» EXERCISE: Rewrite every line of the listing below as a JSON list of strings, one string per line, omitting blank lines and the picture.

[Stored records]
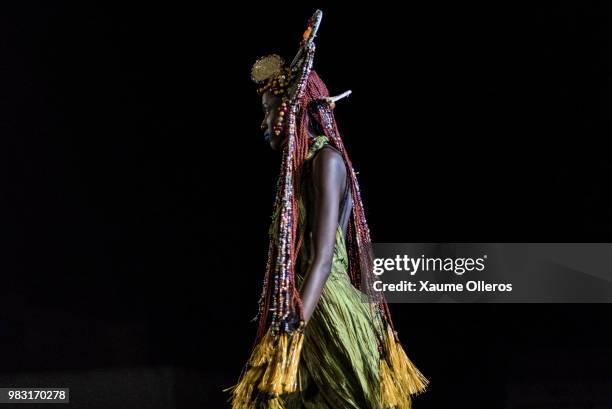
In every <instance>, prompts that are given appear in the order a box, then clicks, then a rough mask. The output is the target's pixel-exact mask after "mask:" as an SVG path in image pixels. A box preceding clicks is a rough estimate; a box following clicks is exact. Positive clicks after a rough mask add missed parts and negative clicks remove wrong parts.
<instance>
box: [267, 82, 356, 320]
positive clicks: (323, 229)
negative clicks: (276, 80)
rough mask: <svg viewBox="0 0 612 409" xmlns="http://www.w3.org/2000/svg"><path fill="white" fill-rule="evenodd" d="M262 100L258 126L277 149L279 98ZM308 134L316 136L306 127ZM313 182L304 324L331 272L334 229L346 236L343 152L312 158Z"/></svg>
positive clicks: (333, 152)
mask: <svg viewBox="0 0 612 409" xmlns="http://www.w3.org/2000/svg"><path fill="white" fill-rule="evenodd" d="M261 102H262V105H263V109H264V115H265V116H264V119H263V121H262V123H261V129H262V130H263V131H264V138H265V139H266V141H267V142H268V143H269V144H270V147H271V148H272V149H274V150H277V151H278V150H280V149H281V148H282V147H283V145H284V143H285V142H286V137H285V133H284V132H282V133H281V134H280V135H276V134H275V133H274V124H275V123H276V117H277V115H278V114H277V113H278V107H279V105H280V103H281V98H280V97H276V96H273V95H271V94H270V93H269V92H266V93H264V94H263V95H262V98H261ZM309 133H310V135H311V136H313V137H314V136H315V135H314V134H313V132H311V130H309ZM312 161H313V162H312V183H313V188H314V189H313V191H314V208H313V212H314V218H313V220H312V225H311V228H312V246H313V249H312V250H313V251H312V254H313V258H312V260H311V263H310V265H309V266H308V269H307V270H306V273H305V275H304V280H303V282H302V287H301V289H300V293H301V296H302V303H303V311H304V322H305V323H306V324H307V323H308V320H309V319H310V317H311V316H312V313H313V312H314V310H315V307H316V306H317V302H318V301H319V297H320V296H321V292H322V291H323V288H324V287H325V282H326V281H327V277H329V274H330V272H331V268H332V260H333V255H334V246H335V243H336V230H337V228H338V224H339V223H340V225H341V226H342V233H343V234H344V235H345V236H346V226H347V224H348V220H349V217H348V216H349V215H350V211H351V208H352V201H351V195H348V196H347V197H346V198H345V199H346V204H345V205H344V206H343V207H344V208H343V209H340V205H341V202H342V199H343V194H344V192H345V191H346V184H347V183H348V180H347V174H346V167H345V164H344V159H343V158H342V155H341V154H340V153H339V152H338V151H337V150H336V149H335V148H333V147H331V146H329V145H326V146H324V147H323V148H322V149H321V150H320V151H319V152H317V154H316V155H315V157H314V158H313V160H312Z"/></svg>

» WRITTEN RESPONSE:
[
  "In every <instance>, prompts that are given appear in the order a box, then clicks, then a rough mask. The output is the target's pixel-exact mask after \"mask:\" as an SVG path in image pixels. A box preceding clicks is a rough estimate; a box following clicks is exact. Positive clicks after a rough mask add missed parts and negative clicks remove wrong parts.",
  "<instance>",
  "box: [267, 82, 356, 320]",
  "positive clicks: (323, 229)",
  "negative clicks: (276, 80)",
  "rough mask: <svg viewBox=\"0 0 612 409\" xmlns=\"http://www.w3.org/2000/svg\"><path fill=\"white\" fill-rule=\"evenodd\" d=\"M262 100L258 126L277 149L279 98ZM308 134L316 136L306 127ZM313 182L304 324L331 272L334 229L346 236L343 152L312 158Z\"/></svg>",
  "positive clicks: (333, 152)",
  "mask: <svg viewBox=\"0 0 612 409\" xmlns=\"http://www.w3.org/2000/svg\"><path fill=\"white\" fill-rule=\"evenodd\" d=\"M261 102H262V105H263V109H264V115H265V116H264V119H263V121H262V123H261V129H262V130H263V131H264V138H265V139H266V141H267V142H268V143H269V144H270V147H271V148H272V149H274V150H277V151H278V150H280V149H281V148H282V147H283V145H284V143H285V142H286V137H285V133H284V132H282V133H281V134H280V135H276V134H275V133H274V124H275V123H276V117H277V115H278V114H277V113H278V107H279V105H280V103H281V98H280V97H276V96H273V95H271V94H270V93H269V92H266V93H264V94H263V95H262V98H261ZM309 133H310V135H311V136H313V137H314V136H315V135H314V134H313V132H311V130H309ZM312 161H313V162H312V183H313V188H314V189H313V191H314V208H313V212H314V218H313V220H312V225H311V228H312V246H313V249H312V250H313V251H312V254H313V258H312V260H311V263H310V265H309V266H308V269H307V270H306V273H305V275H304V280H303V282H302V287H301V289H300V293H301V296H302V303H303V311H304V322H305V323H306V324H307V323H308V320H309V319H310V317H311V316H312V313H313V312H314V310H315V307H316V306H317V302H318V301H319V297H320V296H321V292H322V291H323V288H324V287H325V282H326V281H327V277H329V274H330V272H331V268H332V260H333V255H334V246H335V243H336V230H337V228H338V224H339V223H340V225H341V226H342V233H343V234H344V235H345V236H346V226H347V224H348V220H349V217H348V216H349V215H350V211H351V208H352V201H351V195H348V196H347V197H346V198H345V199H346V204H345V205H344V206H343V207H344V208H343V209H340V205H341V202H342V199H343V194H344V192H345V191H346V184H347V183H348V180H347V174H346V167H345V164H344V159H343V158H342V155H341V154H340V153H339V152H338V151H337V150H336V149H335V148H333V147H331V146H329V145H326V146H324V147H323V148H322V149H321V150H320V151H319V152H317V154H316V155H315V157H314V158H313V160H312Z\"/></svg>"
]